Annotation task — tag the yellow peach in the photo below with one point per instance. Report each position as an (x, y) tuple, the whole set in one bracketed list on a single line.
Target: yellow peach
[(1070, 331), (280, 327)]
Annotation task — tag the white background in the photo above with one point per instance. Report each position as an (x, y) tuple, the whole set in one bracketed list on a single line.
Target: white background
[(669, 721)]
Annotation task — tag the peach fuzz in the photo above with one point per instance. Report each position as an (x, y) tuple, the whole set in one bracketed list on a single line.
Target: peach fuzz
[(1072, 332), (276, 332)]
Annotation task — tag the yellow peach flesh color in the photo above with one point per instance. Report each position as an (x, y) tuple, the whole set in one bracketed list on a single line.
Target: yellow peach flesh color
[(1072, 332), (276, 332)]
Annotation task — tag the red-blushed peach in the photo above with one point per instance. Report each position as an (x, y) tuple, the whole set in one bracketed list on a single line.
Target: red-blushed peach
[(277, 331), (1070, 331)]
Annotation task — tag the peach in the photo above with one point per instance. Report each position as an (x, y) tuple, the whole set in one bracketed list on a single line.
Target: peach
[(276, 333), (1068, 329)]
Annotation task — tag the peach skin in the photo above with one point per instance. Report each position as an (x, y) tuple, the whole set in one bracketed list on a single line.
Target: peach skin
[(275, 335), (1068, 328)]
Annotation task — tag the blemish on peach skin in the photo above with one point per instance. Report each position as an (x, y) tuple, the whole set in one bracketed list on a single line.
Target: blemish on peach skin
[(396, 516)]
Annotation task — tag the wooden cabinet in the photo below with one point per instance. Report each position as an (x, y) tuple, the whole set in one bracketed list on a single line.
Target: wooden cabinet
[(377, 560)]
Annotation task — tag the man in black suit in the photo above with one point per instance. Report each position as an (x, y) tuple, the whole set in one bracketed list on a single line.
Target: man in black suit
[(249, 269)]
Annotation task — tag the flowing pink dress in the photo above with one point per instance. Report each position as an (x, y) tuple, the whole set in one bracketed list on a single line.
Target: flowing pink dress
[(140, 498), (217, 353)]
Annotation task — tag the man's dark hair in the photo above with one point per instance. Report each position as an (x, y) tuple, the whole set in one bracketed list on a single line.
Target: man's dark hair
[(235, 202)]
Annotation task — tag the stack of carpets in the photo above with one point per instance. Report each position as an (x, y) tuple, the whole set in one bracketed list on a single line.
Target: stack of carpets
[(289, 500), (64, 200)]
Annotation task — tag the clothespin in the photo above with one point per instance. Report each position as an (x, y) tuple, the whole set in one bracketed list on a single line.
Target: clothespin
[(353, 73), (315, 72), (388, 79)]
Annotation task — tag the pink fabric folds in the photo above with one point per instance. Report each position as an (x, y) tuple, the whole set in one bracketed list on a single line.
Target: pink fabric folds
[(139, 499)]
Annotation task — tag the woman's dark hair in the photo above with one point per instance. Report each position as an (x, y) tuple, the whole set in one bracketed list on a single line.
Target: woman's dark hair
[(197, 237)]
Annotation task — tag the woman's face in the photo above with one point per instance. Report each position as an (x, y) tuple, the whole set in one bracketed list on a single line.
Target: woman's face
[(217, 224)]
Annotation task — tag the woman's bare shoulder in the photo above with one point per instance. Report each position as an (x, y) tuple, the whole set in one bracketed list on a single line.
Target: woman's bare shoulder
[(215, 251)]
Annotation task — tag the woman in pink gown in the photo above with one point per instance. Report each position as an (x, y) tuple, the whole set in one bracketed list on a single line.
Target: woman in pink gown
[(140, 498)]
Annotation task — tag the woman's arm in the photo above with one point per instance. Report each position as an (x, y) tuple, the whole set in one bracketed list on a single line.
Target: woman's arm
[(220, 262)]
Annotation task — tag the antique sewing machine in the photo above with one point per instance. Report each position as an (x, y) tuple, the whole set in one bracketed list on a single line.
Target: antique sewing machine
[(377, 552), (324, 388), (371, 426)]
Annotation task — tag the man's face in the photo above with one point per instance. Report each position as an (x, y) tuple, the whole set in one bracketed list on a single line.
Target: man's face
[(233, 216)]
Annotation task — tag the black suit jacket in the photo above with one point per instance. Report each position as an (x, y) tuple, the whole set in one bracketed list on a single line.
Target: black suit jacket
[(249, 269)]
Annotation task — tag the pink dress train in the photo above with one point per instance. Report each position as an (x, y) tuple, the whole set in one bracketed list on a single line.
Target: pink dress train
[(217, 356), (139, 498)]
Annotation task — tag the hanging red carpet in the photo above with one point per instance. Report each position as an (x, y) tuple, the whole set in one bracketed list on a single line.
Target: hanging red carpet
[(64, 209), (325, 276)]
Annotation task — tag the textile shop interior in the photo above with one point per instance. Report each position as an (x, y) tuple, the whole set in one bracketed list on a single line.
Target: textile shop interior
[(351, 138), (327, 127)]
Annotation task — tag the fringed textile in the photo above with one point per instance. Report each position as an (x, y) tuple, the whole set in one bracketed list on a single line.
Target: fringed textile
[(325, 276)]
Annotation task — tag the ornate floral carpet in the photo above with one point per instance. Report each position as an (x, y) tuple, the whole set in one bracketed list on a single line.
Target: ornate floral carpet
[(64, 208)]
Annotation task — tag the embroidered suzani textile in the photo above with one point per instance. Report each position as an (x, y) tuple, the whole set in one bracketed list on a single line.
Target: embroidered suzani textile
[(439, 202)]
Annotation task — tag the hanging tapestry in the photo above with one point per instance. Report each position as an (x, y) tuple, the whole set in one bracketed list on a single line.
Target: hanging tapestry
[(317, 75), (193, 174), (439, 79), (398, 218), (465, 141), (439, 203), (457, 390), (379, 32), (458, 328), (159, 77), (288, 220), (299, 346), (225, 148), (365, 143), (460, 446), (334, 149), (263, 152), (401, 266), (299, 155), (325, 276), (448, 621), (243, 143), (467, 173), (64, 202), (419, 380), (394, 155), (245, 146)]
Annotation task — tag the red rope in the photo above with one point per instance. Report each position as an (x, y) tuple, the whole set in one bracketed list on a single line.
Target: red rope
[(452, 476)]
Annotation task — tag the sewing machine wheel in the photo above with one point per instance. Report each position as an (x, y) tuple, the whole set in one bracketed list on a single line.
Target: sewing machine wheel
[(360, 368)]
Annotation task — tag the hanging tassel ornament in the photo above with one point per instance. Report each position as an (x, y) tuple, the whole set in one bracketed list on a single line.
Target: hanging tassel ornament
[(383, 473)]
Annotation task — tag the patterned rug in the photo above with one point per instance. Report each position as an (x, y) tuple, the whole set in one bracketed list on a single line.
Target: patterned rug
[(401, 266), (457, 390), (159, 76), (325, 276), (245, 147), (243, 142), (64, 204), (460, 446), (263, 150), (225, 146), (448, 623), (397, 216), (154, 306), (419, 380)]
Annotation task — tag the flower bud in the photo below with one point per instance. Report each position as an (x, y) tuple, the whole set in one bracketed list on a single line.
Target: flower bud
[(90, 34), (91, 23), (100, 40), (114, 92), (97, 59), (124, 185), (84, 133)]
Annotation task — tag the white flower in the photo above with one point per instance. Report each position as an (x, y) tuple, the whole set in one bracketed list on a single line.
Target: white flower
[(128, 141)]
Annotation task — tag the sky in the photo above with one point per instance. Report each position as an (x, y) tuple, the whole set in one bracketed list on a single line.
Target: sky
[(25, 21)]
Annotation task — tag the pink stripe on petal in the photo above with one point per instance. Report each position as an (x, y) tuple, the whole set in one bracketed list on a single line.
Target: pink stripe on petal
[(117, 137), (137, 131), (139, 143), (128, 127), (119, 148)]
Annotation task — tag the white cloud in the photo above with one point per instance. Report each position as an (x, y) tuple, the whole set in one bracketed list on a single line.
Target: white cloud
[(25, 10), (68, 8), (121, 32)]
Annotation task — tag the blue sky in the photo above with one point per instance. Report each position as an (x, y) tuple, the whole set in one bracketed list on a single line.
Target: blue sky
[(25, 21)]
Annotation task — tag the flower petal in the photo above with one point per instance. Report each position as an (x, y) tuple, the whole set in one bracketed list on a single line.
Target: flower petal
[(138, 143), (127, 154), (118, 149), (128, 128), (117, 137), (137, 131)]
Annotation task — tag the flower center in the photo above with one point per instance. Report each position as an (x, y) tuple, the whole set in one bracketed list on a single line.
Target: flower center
^^^^^^^^
Gather each line from the listing above that holds "center".

* **Finished task**
Annotation task — tag the flower center in the photo above with one point per instance. Report each position as an (x, y) tuple, the whole set in one bracketed list on a single line.
Target: flower center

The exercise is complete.